__GIVEN TASK__. Output, with no changes, the span of lines that opens with the line containing "of the beige" and closes with the last line.

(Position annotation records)
<<<<
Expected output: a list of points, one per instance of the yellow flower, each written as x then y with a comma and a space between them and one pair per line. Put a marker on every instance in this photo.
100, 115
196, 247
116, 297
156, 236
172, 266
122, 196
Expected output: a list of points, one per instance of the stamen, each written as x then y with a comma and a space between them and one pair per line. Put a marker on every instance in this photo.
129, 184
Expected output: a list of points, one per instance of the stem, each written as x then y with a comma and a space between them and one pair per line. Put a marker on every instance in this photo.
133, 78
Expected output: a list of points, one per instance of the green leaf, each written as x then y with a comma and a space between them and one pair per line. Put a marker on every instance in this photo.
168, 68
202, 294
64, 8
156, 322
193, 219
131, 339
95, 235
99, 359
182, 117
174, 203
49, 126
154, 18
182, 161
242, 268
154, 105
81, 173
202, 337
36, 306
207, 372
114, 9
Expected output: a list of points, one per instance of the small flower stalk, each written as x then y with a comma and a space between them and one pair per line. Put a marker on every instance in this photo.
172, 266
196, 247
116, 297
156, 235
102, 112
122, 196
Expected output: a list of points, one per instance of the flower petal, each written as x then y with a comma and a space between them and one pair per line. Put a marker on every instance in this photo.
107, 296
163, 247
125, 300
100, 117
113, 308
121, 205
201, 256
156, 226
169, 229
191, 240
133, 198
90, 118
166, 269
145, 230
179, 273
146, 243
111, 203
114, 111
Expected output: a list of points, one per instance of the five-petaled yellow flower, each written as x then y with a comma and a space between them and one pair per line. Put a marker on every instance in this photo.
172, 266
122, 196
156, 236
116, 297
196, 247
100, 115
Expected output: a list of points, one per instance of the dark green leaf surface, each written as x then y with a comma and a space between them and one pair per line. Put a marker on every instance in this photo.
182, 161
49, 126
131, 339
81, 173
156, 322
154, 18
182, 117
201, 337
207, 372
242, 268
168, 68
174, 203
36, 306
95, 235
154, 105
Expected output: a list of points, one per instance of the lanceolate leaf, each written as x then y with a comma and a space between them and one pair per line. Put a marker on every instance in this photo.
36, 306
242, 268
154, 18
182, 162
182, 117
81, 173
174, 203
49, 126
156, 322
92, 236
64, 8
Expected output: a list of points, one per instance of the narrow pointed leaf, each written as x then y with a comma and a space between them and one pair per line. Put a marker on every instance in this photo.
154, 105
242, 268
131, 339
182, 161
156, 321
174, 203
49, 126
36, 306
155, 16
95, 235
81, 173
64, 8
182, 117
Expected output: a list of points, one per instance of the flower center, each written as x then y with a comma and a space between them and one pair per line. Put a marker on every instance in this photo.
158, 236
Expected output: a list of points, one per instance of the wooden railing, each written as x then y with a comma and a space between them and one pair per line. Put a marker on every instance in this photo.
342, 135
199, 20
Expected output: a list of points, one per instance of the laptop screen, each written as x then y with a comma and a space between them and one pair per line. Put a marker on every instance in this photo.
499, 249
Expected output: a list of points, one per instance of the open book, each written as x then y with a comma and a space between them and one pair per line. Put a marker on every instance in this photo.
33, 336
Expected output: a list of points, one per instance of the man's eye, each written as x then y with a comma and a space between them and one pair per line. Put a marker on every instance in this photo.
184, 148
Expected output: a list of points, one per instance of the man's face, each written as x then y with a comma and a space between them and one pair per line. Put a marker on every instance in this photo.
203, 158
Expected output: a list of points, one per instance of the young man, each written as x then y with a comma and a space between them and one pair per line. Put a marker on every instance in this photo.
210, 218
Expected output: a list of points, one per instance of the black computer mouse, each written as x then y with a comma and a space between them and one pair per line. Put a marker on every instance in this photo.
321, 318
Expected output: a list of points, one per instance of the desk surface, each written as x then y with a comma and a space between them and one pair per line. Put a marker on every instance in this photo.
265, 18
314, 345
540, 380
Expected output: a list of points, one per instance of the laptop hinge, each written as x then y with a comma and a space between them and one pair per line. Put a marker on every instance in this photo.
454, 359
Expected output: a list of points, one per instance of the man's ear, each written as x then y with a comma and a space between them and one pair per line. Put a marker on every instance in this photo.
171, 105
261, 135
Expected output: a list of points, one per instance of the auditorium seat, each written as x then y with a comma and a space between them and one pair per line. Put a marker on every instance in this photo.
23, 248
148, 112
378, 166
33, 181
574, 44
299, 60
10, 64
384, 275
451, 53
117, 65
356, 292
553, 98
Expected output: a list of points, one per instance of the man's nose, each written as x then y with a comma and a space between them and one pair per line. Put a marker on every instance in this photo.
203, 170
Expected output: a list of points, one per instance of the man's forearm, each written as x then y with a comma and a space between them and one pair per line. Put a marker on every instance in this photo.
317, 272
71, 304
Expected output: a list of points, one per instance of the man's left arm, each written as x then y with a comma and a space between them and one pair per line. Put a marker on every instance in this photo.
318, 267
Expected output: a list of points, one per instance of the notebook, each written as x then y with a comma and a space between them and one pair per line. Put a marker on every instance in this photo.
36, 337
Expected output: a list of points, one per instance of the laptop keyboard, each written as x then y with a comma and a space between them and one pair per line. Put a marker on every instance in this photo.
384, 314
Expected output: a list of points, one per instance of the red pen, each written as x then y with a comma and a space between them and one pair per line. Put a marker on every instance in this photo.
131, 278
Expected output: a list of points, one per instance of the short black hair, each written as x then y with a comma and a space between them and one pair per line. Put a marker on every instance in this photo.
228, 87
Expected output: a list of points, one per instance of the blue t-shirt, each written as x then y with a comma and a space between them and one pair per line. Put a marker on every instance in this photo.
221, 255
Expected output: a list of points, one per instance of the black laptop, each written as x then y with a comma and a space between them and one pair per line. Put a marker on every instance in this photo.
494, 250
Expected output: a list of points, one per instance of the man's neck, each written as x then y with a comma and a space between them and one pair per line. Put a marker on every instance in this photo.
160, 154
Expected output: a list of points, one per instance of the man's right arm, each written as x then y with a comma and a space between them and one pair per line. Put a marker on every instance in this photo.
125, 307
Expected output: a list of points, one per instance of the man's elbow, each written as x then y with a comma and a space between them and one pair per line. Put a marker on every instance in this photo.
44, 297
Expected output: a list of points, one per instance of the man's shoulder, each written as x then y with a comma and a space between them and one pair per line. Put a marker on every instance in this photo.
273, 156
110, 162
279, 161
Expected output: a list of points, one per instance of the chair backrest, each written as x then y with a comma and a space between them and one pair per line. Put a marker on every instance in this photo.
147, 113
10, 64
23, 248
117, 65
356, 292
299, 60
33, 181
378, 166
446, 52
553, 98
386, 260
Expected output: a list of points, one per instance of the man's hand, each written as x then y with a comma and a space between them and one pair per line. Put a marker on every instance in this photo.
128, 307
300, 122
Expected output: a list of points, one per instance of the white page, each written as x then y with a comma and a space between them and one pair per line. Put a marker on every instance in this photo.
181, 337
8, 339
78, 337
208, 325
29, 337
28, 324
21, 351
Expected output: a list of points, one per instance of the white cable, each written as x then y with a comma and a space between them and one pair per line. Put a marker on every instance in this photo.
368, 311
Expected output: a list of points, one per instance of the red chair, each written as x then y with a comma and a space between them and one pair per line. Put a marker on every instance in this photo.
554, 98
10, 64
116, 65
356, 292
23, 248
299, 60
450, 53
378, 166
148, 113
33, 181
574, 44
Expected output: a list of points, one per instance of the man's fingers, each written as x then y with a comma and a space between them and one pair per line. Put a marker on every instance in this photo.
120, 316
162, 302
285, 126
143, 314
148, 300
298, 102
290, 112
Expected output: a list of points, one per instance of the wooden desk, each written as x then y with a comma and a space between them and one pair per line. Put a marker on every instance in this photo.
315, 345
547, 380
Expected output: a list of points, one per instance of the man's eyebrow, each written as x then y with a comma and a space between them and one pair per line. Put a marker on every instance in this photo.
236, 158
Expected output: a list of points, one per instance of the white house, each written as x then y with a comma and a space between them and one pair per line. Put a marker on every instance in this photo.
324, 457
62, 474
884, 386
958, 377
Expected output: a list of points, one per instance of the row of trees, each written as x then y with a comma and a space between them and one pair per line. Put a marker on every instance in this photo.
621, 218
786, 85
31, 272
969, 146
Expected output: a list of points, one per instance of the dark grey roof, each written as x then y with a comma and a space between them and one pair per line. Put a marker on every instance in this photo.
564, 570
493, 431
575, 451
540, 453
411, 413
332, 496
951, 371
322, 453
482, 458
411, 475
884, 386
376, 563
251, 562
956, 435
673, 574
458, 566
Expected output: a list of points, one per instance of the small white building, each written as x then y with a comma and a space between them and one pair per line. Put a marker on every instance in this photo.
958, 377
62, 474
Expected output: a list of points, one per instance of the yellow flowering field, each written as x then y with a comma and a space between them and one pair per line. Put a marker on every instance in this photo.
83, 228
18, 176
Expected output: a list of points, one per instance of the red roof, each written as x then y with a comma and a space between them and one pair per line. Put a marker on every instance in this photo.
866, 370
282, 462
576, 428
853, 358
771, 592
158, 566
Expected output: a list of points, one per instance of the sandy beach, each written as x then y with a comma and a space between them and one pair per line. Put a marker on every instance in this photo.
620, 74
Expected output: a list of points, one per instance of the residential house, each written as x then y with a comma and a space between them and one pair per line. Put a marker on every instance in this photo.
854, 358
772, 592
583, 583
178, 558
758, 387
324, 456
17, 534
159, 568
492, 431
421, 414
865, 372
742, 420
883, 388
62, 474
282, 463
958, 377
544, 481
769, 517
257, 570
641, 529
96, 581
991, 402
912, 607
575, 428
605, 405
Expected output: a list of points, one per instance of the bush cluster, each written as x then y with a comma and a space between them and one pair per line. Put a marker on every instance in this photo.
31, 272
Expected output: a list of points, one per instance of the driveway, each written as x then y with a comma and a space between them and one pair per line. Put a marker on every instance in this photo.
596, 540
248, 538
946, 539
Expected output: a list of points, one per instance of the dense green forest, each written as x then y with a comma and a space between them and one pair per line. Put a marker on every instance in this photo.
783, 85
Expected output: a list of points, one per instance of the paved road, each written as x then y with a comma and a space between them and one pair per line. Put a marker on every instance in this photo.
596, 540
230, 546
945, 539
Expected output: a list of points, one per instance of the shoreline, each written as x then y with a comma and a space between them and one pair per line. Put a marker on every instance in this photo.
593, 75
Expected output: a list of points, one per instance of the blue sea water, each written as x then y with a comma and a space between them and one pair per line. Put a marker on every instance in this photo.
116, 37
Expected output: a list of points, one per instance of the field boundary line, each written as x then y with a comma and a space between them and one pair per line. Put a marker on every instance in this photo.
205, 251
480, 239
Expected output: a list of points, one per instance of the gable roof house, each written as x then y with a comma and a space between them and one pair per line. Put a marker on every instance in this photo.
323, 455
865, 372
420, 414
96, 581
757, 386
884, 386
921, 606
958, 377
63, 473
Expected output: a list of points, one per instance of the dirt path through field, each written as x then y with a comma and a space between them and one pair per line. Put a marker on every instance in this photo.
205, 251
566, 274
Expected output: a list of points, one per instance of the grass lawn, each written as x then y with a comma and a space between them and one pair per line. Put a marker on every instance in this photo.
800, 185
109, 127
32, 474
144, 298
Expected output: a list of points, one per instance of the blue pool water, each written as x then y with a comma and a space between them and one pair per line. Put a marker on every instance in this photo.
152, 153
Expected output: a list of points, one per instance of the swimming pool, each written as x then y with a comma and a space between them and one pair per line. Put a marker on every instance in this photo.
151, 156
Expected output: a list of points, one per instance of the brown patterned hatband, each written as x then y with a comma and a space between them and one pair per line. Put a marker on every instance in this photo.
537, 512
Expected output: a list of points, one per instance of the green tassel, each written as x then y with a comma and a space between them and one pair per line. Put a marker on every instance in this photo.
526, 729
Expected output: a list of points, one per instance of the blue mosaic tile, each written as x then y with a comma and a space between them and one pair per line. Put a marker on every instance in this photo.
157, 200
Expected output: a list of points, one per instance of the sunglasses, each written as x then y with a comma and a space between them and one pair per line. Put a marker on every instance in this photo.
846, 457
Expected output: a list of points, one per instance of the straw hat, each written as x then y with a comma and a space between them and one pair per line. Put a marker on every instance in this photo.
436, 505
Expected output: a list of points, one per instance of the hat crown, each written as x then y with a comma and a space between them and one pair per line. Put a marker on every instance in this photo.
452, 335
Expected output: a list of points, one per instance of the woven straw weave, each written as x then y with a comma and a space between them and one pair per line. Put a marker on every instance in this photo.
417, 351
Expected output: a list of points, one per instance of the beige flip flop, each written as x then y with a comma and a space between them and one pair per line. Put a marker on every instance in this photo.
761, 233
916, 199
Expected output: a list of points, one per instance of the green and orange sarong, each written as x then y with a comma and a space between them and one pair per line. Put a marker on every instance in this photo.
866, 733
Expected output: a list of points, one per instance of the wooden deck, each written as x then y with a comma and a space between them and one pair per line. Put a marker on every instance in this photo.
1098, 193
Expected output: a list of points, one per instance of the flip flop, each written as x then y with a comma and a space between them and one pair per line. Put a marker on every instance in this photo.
>>>>
__RESULT BELOW__.
Expected output: a list of points, one per instance of the beige flip flop, each written as x then y with a comma and a space between them and one pair per line. Put a marker on every instance in this photo.
761, 233
916, 199
Expected output: a list of points, one per instance of the green and orange sarong, each written as x then y with a comma and a space between them and one pair per line. Put a marker on every instance in this photo.
866, 733
Expected output: a list of points, one per instance of the wooden deck, each written as x then y with a comma and a space between them and one pair per line. Put a marker on every instance in this photo.
1098, 193
Expected output: a list of points, one per instance of the flip flop, each written as x then y with a comma and a space between them and one pair per line. Put a marker on every instance in this photo.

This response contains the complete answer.